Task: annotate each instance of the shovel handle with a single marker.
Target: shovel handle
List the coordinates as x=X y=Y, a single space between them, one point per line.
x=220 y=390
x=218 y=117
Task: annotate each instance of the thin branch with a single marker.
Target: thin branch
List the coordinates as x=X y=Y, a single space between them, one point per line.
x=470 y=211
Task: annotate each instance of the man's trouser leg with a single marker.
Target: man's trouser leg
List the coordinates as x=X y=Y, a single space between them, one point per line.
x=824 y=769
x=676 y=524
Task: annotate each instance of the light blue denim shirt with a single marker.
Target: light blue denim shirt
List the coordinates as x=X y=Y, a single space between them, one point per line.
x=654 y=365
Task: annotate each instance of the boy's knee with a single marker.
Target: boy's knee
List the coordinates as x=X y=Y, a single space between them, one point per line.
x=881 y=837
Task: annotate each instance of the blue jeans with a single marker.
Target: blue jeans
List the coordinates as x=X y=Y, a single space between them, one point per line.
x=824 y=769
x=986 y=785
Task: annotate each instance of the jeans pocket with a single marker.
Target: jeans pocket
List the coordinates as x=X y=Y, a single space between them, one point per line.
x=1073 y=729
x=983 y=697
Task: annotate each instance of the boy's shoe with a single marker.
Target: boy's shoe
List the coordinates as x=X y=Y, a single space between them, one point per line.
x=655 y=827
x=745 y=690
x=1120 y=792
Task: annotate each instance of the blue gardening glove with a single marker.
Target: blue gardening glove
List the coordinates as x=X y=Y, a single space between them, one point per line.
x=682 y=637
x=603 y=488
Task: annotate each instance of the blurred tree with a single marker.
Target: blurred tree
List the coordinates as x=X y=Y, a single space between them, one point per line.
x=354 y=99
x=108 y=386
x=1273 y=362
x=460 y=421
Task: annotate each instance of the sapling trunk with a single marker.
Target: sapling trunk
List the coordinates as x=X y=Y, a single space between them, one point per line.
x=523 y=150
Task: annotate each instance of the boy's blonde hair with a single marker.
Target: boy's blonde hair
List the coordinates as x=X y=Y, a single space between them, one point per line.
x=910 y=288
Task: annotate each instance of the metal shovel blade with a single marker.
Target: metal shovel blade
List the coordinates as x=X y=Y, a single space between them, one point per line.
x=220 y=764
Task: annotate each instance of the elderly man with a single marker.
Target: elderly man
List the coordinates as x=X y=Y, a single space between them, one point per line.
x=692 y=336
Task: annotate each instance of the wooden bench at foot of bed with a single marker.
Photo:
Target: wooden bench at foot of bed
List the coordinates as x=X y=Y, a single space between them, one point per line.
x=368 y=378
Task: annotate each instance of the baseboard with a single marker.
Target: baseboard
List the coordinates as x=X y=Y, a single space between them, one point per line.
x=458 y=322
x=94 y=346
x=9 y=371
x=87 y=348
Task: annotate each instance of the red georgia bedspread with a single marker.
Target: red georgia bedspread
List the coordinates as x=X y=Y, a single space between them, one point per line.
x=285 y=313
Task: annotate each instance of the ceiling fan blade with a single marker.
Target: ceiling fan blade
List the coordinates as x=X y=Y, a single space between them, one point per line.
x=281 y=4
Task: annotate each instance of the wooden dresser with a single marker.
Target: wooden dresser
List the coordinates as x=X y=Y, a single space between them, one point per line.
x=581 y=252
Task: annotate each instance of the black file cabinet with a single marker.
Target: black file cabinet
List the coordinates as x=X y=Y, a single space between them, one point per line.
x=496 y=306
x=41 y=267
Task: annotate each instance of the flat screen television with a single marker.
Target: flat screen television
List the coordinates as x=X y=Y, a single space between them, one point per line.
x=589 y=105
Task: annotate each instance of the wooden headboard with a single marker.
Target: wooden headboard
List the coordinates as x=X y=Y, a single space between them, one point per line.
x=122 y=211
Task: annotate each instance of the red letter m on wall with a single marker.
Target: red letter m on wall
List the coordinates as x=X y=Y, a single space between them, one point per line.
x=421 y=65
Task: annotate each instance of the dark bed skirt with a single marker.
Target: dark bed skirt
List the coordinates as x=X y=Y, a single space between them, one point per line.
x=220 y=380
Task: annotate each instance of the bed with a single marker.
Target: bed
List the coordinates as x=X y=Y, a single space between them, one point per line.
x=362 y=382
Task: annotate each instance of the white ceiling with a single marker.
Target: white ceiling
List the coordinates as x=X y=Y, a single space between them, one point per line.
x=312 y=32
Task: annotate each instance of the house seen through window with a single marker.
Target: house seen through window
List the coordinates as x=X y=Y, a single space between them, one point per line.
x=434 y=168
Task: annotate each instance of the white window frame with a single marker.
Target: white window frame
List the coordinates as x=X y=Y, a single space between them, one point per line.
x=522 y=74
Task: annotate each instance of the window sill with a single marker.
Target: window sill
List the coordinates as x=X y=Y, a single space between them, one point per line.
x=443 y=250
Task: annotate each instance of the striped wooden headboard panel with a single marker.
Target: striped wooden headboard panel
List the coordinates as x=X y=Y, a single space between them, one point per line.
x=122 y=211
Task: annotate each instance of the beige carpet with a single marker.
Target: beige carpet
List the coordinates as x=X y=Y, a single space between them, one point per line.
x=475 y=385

### OBJECTIVE
Put every line of the listing above into a numbered list, leaving out any blank lines.

### RESPONSE
1. Task: annotate each instance of the shovel handle with a single marker.
2. Target: shovel handle
3. List the coordinates as x=X y=Y, a single space between them, one point per line.
4. x=220 y=390
5. x=218 y=117
6. Task: annotate each instance of the thin branch with a single marker.
7. Target: thin branch
8. List the coordinates as x=X y=Y, a single space between them, one point per line.
9. x=470 y=211
10. Task: annotate each instance of the man's trouser leg with a single marker.
11. Target: man's trouser leg
12. List the coordinates as x=X y=Y, a single space between them, one point per line.
13. x=824 y=769
14. x=676 y=524
15. Task: annotate each instance of the light blue denim shirt with a single marker.
16. Target: light blue denim shirt
17. List the coordinates as x=X y=Y, a single space between them, one point per line.
18. x=654 y=365
19. Task: annotate each instance of the boy's knee with a single marker.
20. Target: boy's knee
21. List the coordinates as x=X y=Y, a single space between them, one point per line.
22. x=881 y=837
23. Task: annotate each instance of the blue jeans with a single marker.
24. Target: blue jeans
25. List the coordinates as x=X y=Y, a single space between them, one point per line.
26. x=824 y=769
27. x=986 y=785
28. Task: annotate each instance of the jeans pocket with a single marker.
29. Target: jeans pocket
30. List the coordinates as x=X y=Y, a single space between them, one point per line.
31. x=1073 y=729
32. x=983 y=697
33. Task: annotate each instance of the boy's shoe with a single marker.
34. Target: boy's shoe
35. List the coordinates as x=X y=Y, a single space between them, one point per line.
36. x=655 y=827
37. x=745 y=690
38. x=1120 y=792
39. Task: annotate each instance of the blue gardening glove with a single marker.
40. Target: blue gardening glove
41. List the coordinates as x=X y=Y, a single space between them, one point per line.
42. x=682 y=637
43. x=603 y=488
44. Task: annotate each instance of the blurred tree with a single marker.
45. Target: blurred tree
46. List the coordinates as x=X y=Y, a single space between them, one point per line.
47. x=354 y=99
48. x=108 y=386
49. x=1273 y=362
50. x=460 y=421
51. Task: annotate each instance of the sapling trunk with a single marker.
52. Target: sapling trunk
53. List the coordinates as x=X y=Y, a single space between them, one point per line.
54. x=523 y=150
55. Task: annotate each instance of the boy's blonde hair with a single marker.
56. Target: boy's blonde hair
57. List the coordinates as x=X y=Y, a single space between them, one point per line.
58. x=910 y=288
59. Task: annotate each instance of the metal shovel blade with a single marker.
60. Target: metal shovel blade
61. List the coordinates as x=X y=Y, a single space between them, one point per line.
62. x=220 y=764
63. Task: annotate each instance of the elderly man with a single marker.
64. Target: elderly man
65. List the coordinates as x=X y=Y, a single space between them, one point per line.
66. x=692 y=336
67. Task: annotate each instance of the wooden bench at foot of bed with a single marker.
68. Photo:
69. Target: wooden bench at foot of bed
70. List the coordinates as x=X y=Y, a single space between them, one point per line.
71. x=368 y=378
72. Task: annotate each instance of the baseboard with a single marker.
73. Target: baseboard
74. List the coordinates as x=X y=Y, a single space between them, one point per line.
75. x=458 y=322
76. x=94 y=346
77. x=9 y=371
78. x=87 y=348
79. Task: annotate each instance of the red georgia bedspread with a single marker.
80. Target: red georgia bedspread
81. List the coordinates as x=X y=Y, a single space between them, one point per line.
82. x=285 y=313
83. Task: annotate each instance of the ceiling fan blade with a single marker.
84. Target: ceiling fan blade
85. List the coordinates as x=X y=Y, a single space between them, one point per line.
86. x=281 y=4
87. Task: annotate each instance of the wooden dresser with a single marker.
88. Target: wooden dresser
89. List the coordinates as x=X y=Y, a single space between them, one point per line.
90. x=581 y=252
91. Task: annotate each instance of the black file cabinet with a single marker.
92. Target: black file cabinet
93. List the coordinates as x=X y=Y, a single space between them, one point per line.
94. x=496 y=306
95. x=41 y=267
96. Task: annotate each instance of the flat screen television with a single marker.
97. Target: flat screen television
98. List the coordinates as x=X y=Y, a single space between them, one point per line.
99. x=589 y=105
100. Task: annotate each instance of the wooden headboard with a single marker.
101. Target: wooden headboard
102. List the coordinates as x=X y=Y, a single space between them, one point per line.
103. x=122 y=211
104. Task: annotate each instance of the red letter m on wall with a single marker.
105. Target: red letter m on wall
106. List the coordinates as x=X y=Y, a single space between them, one point per line.
107. x=421 y=65
108. Task: annotate each instance of the dark bed skirt with a single marker.
109. Target: dark bed skirt
110. List the coordinates as x=X y=Y, a single space between them, one point per line.
111. x=220 y=380
112. Task: annotate each instance of the bed with a single marker.
113. Target: bed
114. List the coordinates as x=X y=Y, a single space between them, one point per line.
115. x=362 y=382
116. Task: annotate each instance of the white ceiling with a single marker.
117. Target: white ceiling
118. List the coordinates as x=X y=Y, a single space between them, one point per line.
119. x=312 y=32
120. Task: annotate each instance of the house seen through window with a single marker.
121. Target: house seen through window
122. List the coordinates as x=X y=Y, a single space between them, one point per line.
123. x=434 y=168
124. Task: annotate each instance of the white window frame with a single marker.
125. Target: white window frame
126. List the coordinates as x=X y=Y, a single space between them, one point per line.
127. x=522 y=74
128. Task: annotate each instance of the window sill with a single marker.
129. Target: window sill
130. List the coordinates as x=X y=Y, a single space between them, one point per line.
131. x=443 y=250
132. Task: annotate each instance of the striped wooden headboard panel with a single marker.
133. Target: striped wooden headboard panel
134. List the coordinates as x=X y=Y, a single space between them, one point per line.
135. x=122 y=211
136. Task: annotate each instance of the beige carpet with a single marker.
137. Target: beige carpet
138. List the coordinates as x=X y=Y, a single space between them, one point per line.
139. x=475 y=385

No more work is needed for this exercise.